------ PAGE TEXT ------

Exercise: Can you propose a function f such that \(Y=f(X)+Z\) with \(Z\) some noise such that the resulting correlation coefficient is near \(0\) whereas there is an obvious visual dependency such as suggested by the graph just below ?

Bivariate normal law

Due to the central limit theorem, the normal distribution plays an important role in probability and statistics. In dimension \(2\), the normal law is characterized by its expectations and covariance matrix, that is, if \((X,Y)\) follows a normal law, to properly identify which one, we only need to know the vector of expectations (or theoretical means): \[ \begin{pmatrix} \mathbf{E}(X)\\\mathbf{E}(Y)\end{pmatrix} \] and the matrix of variance \[ V=\begin{pmatrix} {\rm Cov}(X,X) & {\rm Cov}(X,Y)\\ {\rm Cov}(Y,X) & {\rm Cov}(Y,Y)\end{pmatrix} =\begin{pmatrix} \mathbf{V}(X) & {\rm Cov}(X,Y)\\ {\rm Cov}(Y,X) & \mathbf{V}(Y)\end{pmatrix} \] In R, we can create with the command matrix(what is the argument byrow for?):

E=c(1,2)
V=matrix(c(3,-3,-3,4),nrow=2,ncol=2,byrow=T)
V
##      [,1] [,2]
## [1,]    3   -3
## [2,]   -3    4

The, to simulate a bivariate normal law, you can use the mvrnorm from the MASS package:

library(MASS)
M=mvrnorm(100,mu = E,Sigma=V)
plot(M[,1],M[,2],pch=19)

To a non singular covariance matrix, which always has some good mathematical property, we can alsways associate an ellipse and here, an ellipse of confidence. Let us draw this ellipse in order to have a visual output for the covariance matrix, using a function in the MASS and ellipse package:

library(MASS)
M=mvrnorm(100,mu = E,Sigma=V)

------ DATASET ROWS ------

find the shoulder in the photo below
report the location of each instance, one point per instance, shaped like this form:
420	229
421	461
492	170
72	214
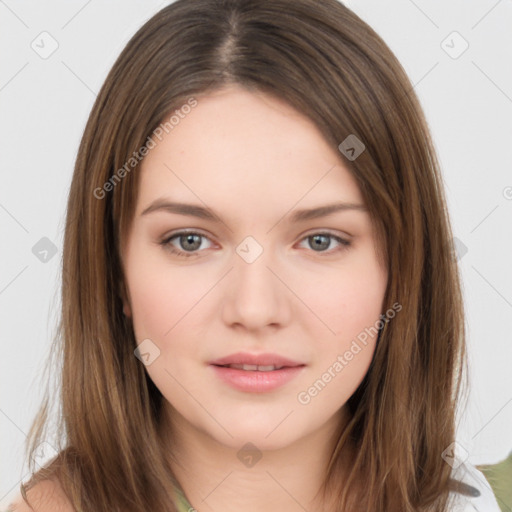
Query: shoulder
45	496
474	492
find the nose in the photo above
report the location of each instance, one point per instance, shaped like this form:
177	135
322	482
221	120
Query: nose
255	299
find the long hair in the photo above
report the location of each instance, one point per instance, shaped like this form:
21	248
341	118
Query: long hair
327	63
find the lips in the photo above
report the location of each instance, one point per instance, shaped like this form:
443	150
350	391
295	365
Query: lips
256	373
256	362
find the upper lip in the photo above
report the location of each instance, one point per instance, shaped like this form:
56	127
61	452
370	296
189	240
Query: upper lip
256	359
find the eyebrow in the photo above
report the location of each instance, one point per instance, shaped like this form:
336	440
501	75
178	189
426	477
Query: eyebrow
201	212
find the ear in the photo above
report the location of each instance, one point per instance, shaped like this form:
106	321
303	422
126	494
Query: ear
127	310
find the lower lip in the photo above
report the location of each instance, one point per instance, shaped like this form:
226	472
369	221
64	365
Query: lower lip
255	381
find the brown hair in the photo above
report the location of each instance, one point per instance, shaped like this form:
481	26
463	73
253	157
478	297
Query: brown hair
330	65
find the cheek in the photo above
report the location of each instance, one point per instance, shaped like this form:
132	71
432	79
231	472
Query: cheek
349	299
162	296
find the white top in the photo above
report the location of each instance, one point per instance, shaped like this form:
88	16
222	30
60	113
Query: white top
484	502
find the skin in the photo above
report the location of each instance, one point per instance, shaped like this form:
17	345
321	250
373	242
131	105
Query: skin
254	161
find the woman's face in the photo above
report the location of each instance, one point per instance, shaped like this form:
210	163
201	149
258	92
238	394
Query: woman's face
261	271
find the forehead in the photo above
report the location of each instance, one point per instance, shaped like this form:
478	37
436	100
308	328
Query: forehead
240	149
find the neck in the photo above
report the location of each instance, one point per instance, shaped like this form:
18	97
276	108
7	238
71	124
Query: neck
214	476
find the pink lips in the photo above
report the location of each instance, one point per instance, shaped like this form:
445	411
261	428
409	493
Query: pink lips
256	381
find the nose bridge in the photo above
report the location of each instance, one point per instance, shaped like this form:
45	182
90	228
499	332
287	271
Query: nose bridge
256	297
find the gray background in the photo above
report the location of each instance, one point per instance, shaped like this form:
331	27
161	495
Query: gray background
44	102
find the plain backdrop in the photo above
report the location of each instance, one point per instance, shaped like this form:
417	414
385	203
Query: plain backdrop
54	58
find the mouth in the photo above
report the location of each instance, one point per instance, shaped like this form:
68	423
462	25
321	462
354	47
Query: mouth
256	373
254	367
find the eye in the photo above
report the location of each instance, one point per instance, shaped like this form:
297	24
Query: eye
188	242
320	242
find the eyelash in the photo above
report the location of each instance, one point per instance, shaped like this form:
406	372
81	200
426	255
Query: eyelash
183	254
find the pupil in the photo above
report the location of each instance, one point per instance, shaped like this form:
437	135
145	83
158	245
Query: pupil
189	239
320	241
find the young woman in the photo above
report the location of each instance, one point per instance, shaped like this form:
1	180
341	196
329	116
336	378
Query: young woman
261	309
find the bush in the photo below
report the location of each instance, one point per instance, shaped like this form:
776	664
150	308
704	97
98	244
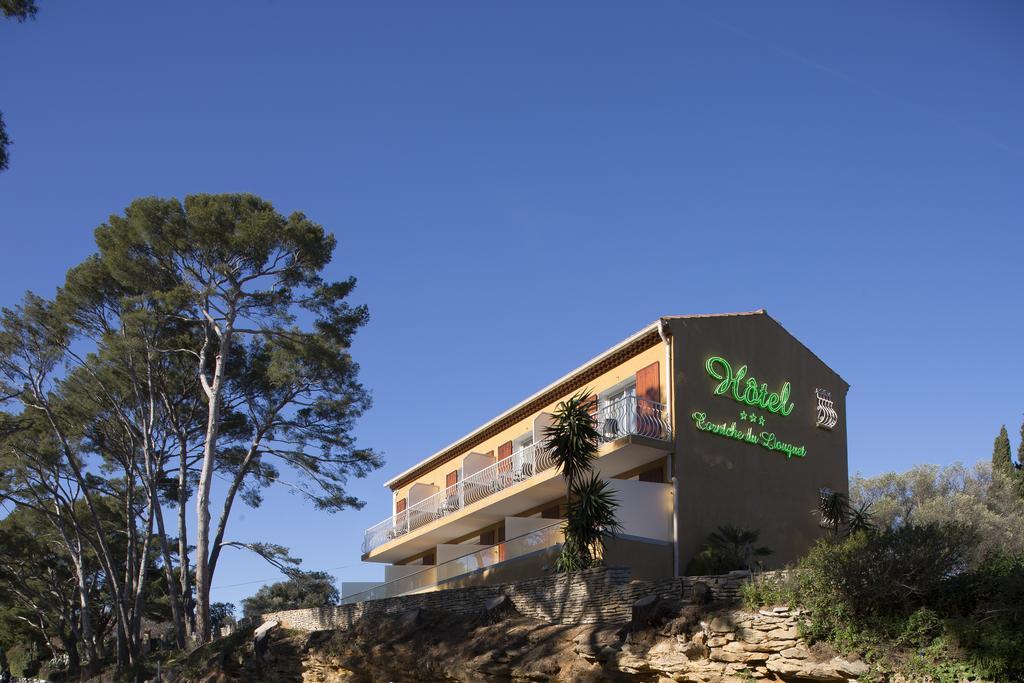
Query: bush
24	659
727	549
908	597
771	590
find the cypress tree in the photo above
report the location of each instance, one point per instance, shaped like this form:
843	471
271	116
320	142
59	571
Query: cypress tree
1020	452
1001	460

------

COMPLETE THE FOLLOWING:
[a] In the bivariate normal text, which function from the MASS package is used to simulate a bivariate normal law?
[b] Render this sentence from the bivariate normal text in Spanish: "Due to the central limit theorem, the normal distribution plays an important role in probability and statistics."
[c] From the bivariate normal text, extract the part that opens with the words containing "The, to simulate" and closes with "plot(M[,1],M[,2],pch=19)".

TASK-BY-TASK SOLUTIONS:
[a] mvrnorm

[b] Debido al teorema del límite central, la distribución normal desempeña un papel importante en probabilidad y estadística.

[c]
The, to simulate a bivariate normal law, you can use the mvrnorm from the MASS package:

library(MASS)
M=mvrnorm(100,mu = E,Sigma=V)
plot(M[,1],M[,2],pch=19)